Lines of data
┌──
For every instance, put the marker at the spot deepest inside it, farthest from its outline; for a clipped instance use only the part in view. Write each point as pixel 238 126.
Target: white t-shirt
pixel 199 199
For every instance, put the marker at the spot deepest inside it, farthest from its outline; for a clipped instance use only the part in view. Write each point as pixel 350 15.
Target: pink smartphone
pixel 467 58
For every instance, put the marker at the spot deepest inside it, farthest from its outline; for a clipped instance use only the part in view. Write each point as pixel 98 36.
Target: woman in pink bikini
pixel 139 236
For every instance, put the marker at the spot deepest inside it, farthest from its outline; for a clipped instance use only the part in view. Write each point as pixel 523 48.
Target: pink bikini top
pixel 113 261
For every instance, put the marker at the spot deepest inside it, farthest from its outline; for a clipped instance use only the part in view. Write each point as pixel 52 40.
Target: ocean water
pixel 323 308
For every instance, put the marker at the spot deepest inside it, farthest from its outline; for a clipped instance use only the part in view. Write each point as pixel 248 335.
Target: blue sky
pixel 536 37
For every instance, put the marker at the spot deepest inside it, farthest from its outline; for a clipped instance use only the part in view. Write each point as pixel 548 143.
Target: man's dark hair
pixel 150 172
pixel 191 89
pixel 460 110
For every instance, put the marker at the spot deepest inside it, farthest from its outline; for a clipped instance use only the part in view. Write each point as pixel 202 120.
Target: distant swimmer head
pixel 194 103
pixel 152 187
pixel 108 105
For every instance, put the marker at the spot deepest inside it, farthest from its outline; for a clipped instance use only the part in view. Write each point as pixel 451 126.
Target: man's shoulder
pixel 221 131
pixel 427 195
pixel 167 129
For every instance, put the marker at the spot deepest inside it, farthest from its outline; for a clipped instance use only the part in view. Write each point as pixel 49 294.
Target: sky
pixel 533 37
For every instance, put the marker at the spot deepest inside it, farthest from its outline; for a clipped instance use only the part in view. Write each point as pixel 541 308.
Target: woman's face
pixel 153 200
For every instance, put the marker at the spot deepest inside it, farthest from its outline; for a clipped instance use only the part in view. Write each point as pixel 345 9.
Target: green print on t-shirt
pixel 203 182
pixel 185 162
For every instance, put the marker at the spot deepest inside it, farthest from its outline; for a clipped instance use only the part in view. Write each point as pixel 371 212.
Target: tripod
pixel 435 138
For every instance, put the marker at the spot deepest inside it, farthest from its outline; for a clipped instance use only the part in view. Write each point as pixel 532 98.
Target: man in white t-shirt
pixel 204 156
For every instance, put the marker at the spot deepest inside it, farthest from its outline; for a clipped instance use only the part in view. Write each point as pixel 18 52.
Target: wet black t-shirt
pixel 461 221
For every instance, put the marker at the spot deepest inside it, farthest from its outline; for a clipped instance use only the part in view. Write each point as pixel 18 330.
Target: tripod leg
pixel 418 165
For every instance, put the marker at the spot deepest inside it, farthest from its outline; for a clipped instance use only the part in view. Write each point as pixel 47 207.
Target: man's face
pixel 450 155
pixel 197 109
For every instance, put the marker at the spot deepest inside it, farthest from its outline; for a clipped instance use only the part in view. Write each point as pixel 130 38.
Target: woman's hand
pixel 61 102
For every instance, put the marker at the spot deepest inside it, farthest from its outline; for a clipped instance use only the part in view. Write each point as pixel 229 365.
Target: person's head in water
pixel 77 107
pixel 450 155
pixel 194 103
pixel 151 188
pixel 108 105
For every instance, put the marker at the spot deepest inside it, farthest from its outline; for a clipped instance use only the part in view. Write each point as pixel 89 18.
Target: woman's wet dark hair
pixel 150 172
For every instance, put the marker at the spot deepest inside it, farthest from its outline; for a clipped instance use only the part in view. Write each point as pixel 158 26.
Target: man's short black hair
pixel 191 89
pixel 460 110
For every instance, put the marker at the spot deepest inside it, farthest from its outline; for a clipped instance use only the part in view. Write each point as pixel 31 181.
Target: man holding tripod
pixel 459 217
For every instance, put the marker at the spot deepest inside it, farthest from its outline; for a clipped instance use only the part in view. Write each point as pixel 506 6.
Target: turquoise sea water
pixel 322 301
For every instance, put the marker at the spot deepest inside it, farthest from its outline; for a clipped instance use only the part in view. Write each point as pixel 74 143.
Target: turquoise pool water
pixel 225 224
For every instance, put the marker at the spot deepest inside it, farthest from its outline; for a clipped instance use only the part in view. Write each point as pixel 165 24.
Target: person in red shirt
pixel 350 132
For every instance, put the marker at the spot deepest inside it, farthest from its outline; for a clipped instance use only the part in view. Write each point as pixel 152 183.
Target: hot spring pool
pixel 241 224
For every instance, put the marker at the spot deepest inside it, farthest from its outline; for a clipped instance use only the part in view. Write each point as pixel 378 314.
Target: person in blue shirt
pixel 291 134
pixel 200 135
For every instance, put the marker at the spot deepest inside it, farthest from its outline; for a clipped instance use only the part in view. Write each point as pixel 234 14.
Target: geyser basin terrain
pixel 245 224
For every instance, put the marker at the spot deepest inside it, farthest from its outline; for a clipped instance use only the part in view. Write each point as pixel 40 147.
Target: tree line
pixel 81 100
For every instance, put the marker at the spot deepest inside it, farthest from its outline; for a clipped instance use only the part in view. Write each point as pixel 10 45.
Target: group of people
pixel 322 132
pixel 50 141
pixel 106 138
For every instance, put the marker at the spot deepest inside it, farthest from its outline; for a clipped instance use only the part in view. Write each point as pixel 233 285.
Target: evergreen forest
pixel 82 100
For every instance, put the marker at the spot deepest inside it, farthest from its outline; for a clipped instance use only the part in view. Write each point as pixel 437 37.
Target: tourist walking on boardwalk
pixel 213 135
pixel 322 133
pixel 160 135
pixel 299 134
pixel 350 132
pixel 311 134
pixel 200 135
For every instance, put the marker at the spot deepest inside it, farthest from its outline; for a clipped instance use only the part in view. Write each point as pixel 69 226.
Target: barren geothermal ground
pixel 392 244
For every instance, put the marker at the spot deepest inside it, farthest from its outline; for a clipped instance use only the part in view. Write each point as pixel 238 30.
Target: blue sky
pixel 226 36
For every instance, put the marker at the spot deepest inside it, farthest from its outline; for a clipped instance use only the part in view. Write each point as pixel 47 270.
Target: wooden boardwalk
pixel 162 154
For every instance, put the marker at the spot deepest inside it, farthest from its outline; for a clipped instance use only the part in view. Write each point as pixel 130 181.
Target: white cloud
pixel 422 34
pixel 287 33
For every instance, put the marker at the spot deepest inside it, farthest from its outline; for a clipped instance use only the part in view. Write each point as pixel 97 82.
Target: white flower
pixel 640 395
└──
┌──
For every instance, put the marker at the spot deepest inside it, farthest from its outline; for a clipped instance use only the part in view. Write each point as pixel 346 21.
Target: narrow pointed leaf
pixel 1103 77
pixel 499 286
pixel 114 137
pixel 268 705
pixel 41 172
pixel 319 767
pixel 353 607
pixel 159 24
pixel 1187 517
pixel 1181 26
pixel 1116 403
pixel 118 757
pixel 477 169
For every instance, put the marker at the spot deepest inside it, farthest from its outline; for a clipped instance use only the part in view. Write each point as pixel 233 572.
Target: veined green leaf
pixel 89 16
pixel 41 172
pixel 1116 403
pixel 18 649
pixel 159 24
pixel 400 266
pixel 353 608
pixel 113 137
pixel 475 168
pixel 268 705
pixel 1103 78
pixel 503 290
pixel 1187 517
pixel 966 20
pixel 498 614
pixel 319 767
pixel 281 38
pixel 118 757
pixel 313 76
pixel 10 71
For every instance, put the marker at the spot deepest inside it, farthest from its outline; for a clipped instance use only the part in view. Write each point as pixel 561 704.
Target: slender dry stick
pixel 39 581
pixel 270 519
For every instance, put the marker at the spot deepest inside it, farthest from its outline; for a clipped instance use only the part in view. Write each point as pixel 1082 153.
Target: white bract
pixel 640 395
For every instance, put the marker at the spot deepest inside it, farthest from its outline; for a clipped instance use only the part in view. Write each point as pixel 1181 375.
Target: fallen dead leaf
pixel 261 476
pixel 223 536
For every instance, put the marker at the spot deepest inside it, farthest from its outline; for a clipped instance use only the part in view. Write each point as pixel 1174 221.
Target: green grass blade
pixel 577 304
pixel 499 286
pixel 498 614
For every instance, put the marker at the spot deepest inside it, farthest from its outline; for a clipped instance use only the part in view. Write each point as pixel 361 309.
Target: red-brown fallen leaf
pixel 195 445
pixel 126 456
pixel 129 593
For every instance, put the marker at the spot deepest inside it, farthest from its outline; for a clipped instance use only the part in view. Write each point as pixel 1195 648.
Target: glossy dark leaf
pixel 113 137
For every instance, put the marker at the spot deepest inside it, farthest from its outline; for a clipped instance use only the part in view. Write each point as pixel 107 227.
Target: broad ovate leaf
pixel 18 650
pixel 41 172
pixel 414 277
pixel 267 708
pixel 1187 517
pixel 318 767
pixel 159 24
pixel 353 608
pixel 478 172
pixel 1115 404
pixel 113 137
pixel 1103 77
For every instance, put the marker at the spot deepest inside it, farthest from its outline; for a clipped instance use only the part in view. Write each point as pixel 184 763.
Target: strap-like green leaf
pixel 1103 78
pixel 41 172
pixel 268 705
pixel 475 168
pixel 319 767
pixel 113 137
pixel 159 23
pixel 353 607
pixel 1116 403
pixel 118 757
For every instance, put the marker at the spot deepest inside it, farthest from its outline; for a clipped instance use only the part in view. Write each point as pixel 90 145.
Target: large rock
└──
* _SET PROBLEM_
Copy the stretch from the line containing "pixel 238 126." through the line containing "pixel 536 37", putting "red" wherever "pink" appears and keeping everything else the same.

* _EXERCISE RESPONSE_
For every instance, put the marker at the spot deepest inside it, farthest from its outline; for a clipped instance use only the part in view. Write each point as pixel 238 126.
Target: white t-shirt
pixel 199 199
For every instance, put the marker at the spot deepest inside it, farthest from its outline; for a clipped instance use only the part in view. Write each point as pixel 350 15.
Target: red smartphone
pixel 467 58
For every instance, put the marker at the spot deepest inside it, farthest from its outline; for a clipped instance use only the part in view. Write each point as pixel 98 36.
Target: woman in red bikini
pixel 139 236
For every instance, put the marker at the spot deepest inside it, farthest from its outline; for a clipped instance use only the part in view. Write each point as pixel 523 48.
Target: red bikini top
pixel 113 261
For every instance, put the marker at the spot deepest inside it, farthest from its outline; for a clipped instance use only the part in view. Write each point as pixel 52 40.
Target: ocean water
pixel 323 308
For every instance, put the marker at the spot deepest inside it, farthest from its outline; for a clipped instance use only the part in view. Write each point as pixel 248 335.
Target: blue sky
pixel 536 37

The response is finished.